#### Data for processing ####
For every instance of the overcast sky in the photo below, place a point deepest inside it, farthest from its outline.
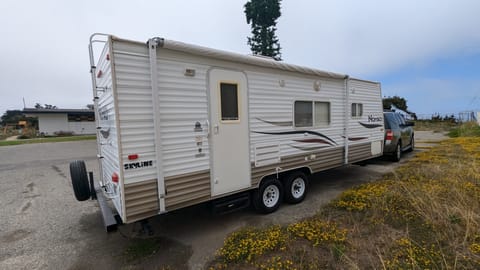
(426, 51)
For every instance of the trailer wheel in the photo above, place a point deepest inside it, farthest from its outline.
(268, 197)
(296, 187)
(81, 186)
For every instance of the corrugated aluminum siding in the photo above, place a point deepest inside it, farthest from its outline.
(107, 137)
(183, 103)
(135, 109)
(368, 94)
(271, 103)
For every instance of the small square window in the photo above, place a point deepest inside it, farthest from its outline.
(229, 101)
(322, 113)
(357, 109)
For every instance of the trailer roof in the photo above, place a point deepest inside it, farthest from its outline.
(240, 58)
(55, 111)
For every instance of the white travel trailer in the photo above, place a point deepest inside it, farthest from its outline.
(181, 124)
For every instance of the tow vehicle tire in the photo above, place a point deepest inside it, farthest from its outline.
(268, 197)
(296, 185)
(397, 155)
(80, 183)
(412, 144)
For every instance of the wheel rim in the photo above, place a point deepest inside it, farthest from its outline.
(298, 188)
(271, 195)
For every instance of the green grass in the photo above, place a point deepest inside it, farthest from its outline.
(465, 130)
(141, 249)
(48, 140)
####
Exercise details —
Line by line, write out the material exactly, leaving the images out.

Task answer —
For every instance of the overcast sky in the photo below, place a point deepest inside it, farthest from its outline.
(426, 51)
For every instance of the trailer wheel in the photo above, place a point deepest inside it, farthest from its outline.
(268, 197)
(296, 187)
(81, 186)
For every instance of the corrugated aluminum siding in the photo above, place a point deepest inside it, farthest from its outline.
(107, 137)
(183, 103)
(135, 109)
(368, 94)
(271, 103)
For every instance of the small square window in the photo above, place a point deepest inside it, farthest from its outline.
(229, 101)
(322, 113)
(357, 109)
For every instance of the trailer roof in the photo above, place a point deepest inside it, farthest from its outline.
(240, 58)
(55, 111)
For every instance of the white travel trailer in the photo above, place a point deepest inside it, farthest from its outline.
(181, 124)
For every instance of the tow vehicle tire in the photo above, place a point deepest inside it, farthest from its outline.
(268, 197)
(296, 185)
(397, 155)
(80, 183)
(412, 144)
For every instance of the wheel rim in the photo above, place a point deepest inside it, farthest from its outline.
(298, 188)
(271, 195)
For every instance of the green grass in the photo above, place a point deepest inside it, farthest from its outline.
(465, 130)
(141, 249)
(48, 140)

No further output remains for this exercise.